▶ [Written problem]: Rewrite the data from the line holding "of the thin" through the last line, inclusive, with "drop" replaced by "place" and nothing else changed.
------ Task material ------
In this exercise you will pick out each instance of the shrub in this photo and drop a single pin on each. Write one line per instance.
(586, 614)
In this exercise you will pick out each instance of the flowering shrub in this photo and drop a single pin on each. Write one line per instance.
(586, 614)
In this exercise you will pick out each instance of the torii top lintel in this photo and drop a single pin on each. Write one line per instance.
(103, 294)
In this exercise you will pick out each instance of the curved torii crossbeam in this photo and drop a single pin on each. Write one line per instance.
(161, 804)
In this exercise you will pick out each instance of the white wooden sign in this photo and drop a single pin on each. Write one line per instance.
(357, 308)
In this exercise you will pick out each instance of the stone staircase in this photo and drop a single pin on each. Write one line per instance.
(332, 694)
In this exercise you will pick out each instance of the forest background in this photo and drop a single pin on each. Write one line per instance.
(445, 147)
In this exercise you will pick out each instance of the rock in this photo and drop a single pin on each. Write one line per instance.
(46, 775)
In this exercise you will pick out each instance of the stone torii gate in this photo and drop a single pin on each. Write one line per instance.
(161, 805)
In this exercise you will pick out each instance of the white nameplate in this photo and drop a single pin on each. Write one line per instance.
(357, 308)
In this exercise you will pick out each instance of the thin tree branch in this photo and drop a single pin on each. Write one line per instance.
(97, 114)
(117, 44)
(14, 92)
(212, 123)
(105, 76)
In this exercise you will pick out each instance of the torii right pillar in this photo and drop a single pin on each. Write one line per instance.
------
▶ [Answer below]:
In this exercise you will pick out each instance of the thin tree branch in this photo and place a single pin on each. Write one line per instance.
(97, 114)
(117, 44)
(14, 92)
(212, 123)
(105, 76)
In this exercise you will pick out each instance of the torii right pillar in this photo and place a single pin on each. Write one line per instance.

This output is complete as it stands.